## What is required
Output every entry exactly as given.

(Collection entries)
-- begin --

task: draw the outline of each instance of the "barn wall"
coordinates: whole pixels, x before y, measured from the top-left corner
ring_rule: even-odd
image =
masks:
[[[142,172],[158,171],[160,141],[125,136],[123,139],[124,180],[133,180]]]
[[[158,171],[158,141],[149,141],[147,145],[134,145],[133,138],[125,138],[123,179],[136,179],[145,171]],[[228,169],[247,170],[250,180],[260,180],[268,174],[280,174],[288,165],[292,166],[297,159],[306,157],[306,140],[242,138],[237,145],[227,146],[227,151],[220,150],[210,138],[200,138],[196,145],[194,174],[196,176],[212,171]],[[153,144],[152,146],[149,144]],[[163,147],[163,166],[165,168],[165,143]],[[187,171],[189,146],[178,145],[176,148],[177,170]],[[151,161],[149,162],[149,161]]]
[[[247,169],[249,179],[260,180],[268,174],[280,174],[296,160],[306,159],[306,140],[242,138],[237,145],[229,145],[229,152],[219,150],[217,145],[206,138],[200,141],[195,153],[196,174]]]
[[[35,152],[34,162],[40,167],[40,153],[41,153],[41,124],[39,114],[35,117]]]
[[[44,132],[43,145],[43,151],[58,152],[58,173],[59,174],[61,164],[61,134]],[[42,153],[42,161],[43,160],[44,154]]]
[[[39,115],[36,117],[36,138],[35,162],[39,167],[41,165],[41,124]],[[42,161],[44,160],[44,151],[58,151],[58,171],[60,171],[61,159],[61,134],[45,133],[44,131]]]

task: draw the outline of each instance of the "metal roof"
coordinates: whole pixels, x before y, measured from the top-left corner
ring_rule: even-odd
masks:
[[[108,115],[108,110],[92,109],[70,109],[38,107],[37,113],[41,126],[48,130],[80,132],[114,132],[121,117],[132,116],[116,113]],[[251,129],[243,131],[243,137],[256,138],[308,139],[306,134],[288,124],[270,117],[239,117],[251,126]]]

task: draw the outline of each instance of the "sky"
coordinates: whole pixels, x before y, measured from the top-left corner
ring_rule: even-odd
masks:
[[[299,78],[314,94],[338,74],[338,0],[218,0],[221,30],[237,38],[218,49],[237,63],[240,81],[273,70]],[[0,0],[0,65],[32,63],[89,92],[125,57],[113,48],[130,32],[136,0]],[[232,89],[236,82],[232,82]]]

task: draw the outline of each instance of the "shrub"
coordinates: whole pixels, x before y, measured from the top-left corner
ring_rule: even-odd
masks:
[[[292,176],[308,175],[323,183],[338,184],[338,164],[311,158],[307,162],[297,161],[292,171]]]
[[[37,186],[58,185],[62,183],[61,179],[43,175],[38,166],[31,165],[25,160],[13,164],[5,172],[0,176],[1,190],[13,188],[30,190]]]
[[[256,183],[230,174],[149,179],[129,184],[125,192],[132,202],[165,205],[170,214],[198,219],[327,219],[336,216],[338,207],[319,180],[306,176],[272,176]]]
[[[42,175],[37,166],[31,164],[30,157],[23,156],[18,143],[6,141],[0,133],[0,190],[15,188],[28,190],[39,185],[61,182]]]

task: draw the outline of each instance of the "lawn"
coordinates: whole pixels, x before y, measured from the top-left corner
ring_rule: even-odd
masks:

-- end --

## Answer in full
task: draw the outline of each instance of the "barn wall"
coordinates: whole pixels, x before y, measured from the top-left corner
ring_rule: even-odd
image =
masks:
[[[142,172],[158,171],[160,141],[125,136],[123,139],[124,180],[133,180]]]
[[[158,171],[158,141],[149,141],[147,145],[134,145],[133,138],[125,138],[123,179],[136,179],[145,171]],[[228,169],[247,170],[250,180],[260,180],[268,174],[280,174],[288,165],[292,166],[297,159],[306,157],[306,140],[242,138],[237,145],[227,146],[227,151],[220,150],[210,138],[200,138],[196,145],[194,174],[196,176],[212,171]],[[153,144],[152,146],[149,144]],[[163,147],[163,166],[165,168],[165,143]],[[187,171],[189,146],[178,145],[176,148],[177,170]],[[151,161],[149,162],[149,161]]]
[[[247,169],[249,179],[260,180],[268,174],[280,174],[296,160],[306,159],[306,140],[242,138],[237,145],[229,145],[229,152],[219,150],[217,145],[206,138],[200,141],[195,153],[196,174]]]
[[[35,152],[34,162],[40,167],[40,153],[41,153],[41,124],[39,114],[35,117]]]
[[[44,132],[43,145],[43,151],[58,152],[58,173],[59,174],[61,164],[61,134]],[[42,153],[42,161],[43,160],[44,154]]]
[[[39,115],[36,117],[36,138],[35,162],[39,167],[41,165],[41,124]],[[42,161],[44,160],[44,151],[58,151],[58,171],[60,171],[61,159],[61,134],[45,133],[44,131]]]

task: draw the outline of each instance of the "metal roof"
coordinates: whole pixels, x before y, measured from the top-left corner
ring_rule: even-odd
masks:
[[[108,115],[108,110],[92,109],[70,109],[38,107],[37,113],[41,126],[48,130],[80,132],[114,132],[121,117],[132,116],[116,113]],[[251,129],[243,131],[243,137],[256,138],[308,139],[306,134],[288,124],[270,117],[239,117],[251,126]]]

task: draw the outline of each instance of the "sky"
coordinates: whole pixels, x before y, measured from the top-left corner
ring_rule: even-odd
masks:
[[[299,78],[314,94],[338,74],[338,0],[218,0],[221,30],[237,38],[218,49],[237,63],[240,81],[273,70]],[[0,0],[0,65],[32,63],[89,92],[125,57],[113,48],[130,32],[136,0]],[[232,89],[236,82],[232,82]]]

task: draw the outline of each instance of the "shrub"
coordinates: whole pixels, x before y, measured from the top-left corner
ring_rule: even-odd
masks:
[[[292,176],[308,175],[323,183],[338,184],[338,164],[311,158],[307,162],[297,161],[292,171]]]
[[[37,186],[58,185],[62,183],[61,179],[43,175],[38,166],[31,165],[25,160],[13,164],[5,172],[0,176],[1,190],[13,188],[30,190]]]
[[[256,183],[230,174],[149,179],[129,184],[125,192],[132,202],[165,205],[170,214],[198,219],[327,219],[336,216],[338,207],[319,180],[306,176],[272,176]]]
[[[42,175],[37,166],[31,164],[30,157],[23,156],[18,143],[6,141],[0,133],[0,190],[15,188],[28,190],[39,185],[61,182]]]

task: draw the outline of each instance of the "lawn"
coordinates: whole pixels, x before y, measured from the top-left corner
ring_rule: even-odd
masks:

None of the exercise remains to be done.